-- Begin TEXT --

How to organise Scout group inventory with categories and sub-categories
Every Scout group has a cupboard, store room, garage, trailer or mysterious corner where kit slowly gathers its own weather system.
There are tents in bags that may or may not belong together. Cooking boxes with three wooden spoons and no obvious lid. Necker bundles from several uniform eras. Badge boxes with labels written by leaders who moved on five years ago. A crate called “miscellaneous” that everyone is slightly afraid to open.
This is normal. Scout groups are busy, volunteer-led and full of equipment that moves between camps, meetings, events, leaders, sections and storage spaces.
The challenge is not simply owning the kit. The challenge is knowing what it is, where it is, whether it is usable and how to find it quickly when someone asks the classic question:
“Do we actually have enough of these for camp?”
A clear inventory structure helps answer that question without turning every quartermaster into a detective with a head torch.
This guide explains how Scout groups can organise inventory using parent categories, sub-categories, notes and simple review habits.
Why inventory organisation matters
A Scout group inventory is not just a list of things.
It helps leaders plan camps, prepare activities, avoid unnecessary purchases, manage uniform stock, track badges, spot missing kit and keep handovers manageable when volunteers change roles.

-- End TEXT --
-- Begin MATERIAL SUPPLIED --

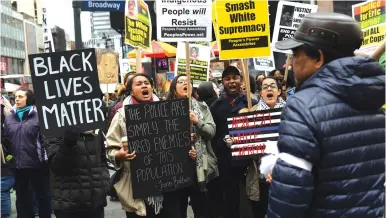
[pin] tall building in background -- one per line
(100, 25)
(31, 9)
(13, 50)
(59, 37)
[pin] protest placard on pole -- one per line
(264, 63)
(184, 20)
(371, 17)
(159, 134)
(67, 91)
(243, 29)
(254, 133)
(199, 62)
(288, 18)
(137, 24)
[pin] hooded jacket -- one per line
(332, 145)
(80, 175)
(27, 144)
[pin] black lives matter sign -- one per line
(159, 134)
(67, 91)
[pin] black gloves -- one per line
(71, 136)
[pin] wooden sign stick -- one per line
(2, 154)
(244, 66)
(379, 51)
(287, 62)
(187, 54)
(138, 62)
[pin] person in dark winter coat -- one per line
(7, 166)
(230, 175)
(81, 179)
(28, 149)
(208, 92)
(332, 132)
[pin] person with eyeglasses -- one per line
(257, 192)
(203, 129)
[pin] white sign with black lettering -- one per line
(179, 21)
(67, 92)
(288, 18)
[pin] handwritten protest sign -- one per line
(371, 17)
(243, 28)
(199, 62)
(251, 132)
(288, 18)
(67, 91)
(159, 134)
(137, 24)
(264, 63)
(184, 20)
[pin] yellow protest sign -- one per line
(243, 28)
(137, 24)
(371, 17)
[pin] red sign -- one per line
(4, 65)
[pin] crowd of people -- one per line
(331, 143)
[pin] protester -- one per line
(22, 127)
(140, 90)
(208, 92)
(230, 173)
(257, 192)
(81, 178)
(7, 166)
(252, 84)
(122, 95)
(332, 131)
(203, 129)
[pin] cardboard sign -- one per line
(252, 132)
(243, 29)
(288, 18)
(107, 62)
(179, 21)
(371, 17)
(137, 24)
(199, 62)
(67, 91)
(264, 63)
(159, 134)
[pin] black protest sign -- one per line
(67, 91)
(159, 134)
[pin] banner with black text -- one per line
(159, 134)
(67, 91)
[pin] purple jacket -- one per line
(27, 144)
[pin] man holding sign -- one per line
(332, 133)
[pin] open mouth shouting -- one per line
(232, 88)
(145, 93)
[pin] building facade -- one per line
(13, 51)
(100, 24)
(31, 8)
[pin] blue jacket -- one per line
(27, 144)
(332, 145)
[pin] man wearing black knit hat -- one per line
(332, 134)
(230, 103)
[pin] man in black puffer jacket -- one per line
(80, 175)
(332, 134)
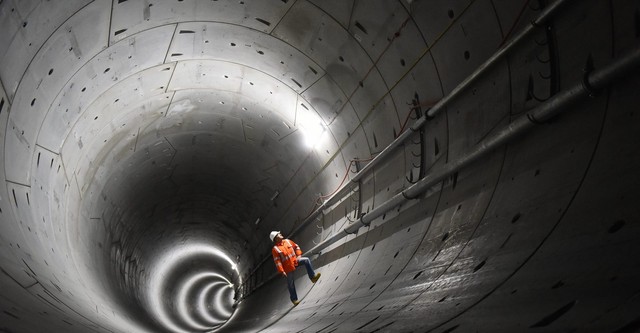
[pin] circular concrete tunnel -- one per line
(462, 166)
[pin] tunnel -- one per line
(447, 166)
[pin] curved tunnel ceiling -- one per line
(149, 147)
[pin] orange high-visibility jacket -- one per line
(285, 255)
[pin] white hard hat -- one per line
(273, 234)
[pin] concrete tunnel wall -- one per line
(150, 147)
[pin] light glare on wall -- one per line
(311, 127)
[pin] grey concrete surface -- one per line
(149, 147)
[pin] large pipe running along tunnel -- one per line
(449, 166)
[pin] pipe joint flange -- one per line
(533, 119)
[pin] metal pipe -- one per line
(437, 108)
(558, 103)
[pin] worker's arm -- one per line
(276, 260)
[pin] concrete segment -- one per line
(148, 149)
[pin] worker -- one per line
(287, 255)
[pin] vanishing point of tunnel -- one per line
(447, 165)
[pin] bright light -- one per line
(311, 127)
(166, 265)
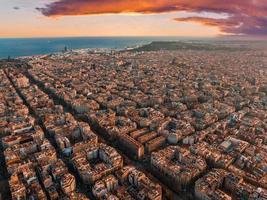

-- End MATERIAL SUPPLIED --

Carry on the guide to organizing Scout group inventory from the point where it stops. The records are independent material and have no connection to the text about Scout group inventory.

### EXERCISE RESULT:
Without a clear structure, several problems appear:
- items get duplicated because nobody knows they already exist
- useful equipment becomes invisible in storage
- leaders create their own private lists
- uniform stock becomes hard to search
- badge supplies are over-ordered or under-ordered
- broken or incomplete kit stays mixed in with usable kit
- new quartermasters inherit a cupboard full of folklore
A good category structure does not solve every problem, but it gives the whole inventory a map.
And when the map is simple enough for volunteers to understand, people are much more likely to use it.
Start with broad parent categories
The first level of organisation should be broad.
Parent categories are the main groups that leaders will recognise quickly. They should describe the general type or purpose of the item.
Useful parent categories might include:
- Camping
- Cooking
- Pioneering
- Uniform
- Badges
- First aid
- Games and activities
- Event equipment
- Navigation
- Storage and transport
- Electronics
- Craft supplies
The important thing is to avoid turning every small detail into a top-level category.
For example, a group probably does not need separate parent categories for:
- dome tents
- patrol tents
- spare pegs
- groundsheets
- mallets
- tarps
Those are all useful distinctions, but they probably sit better underneath a broader category such as Camping.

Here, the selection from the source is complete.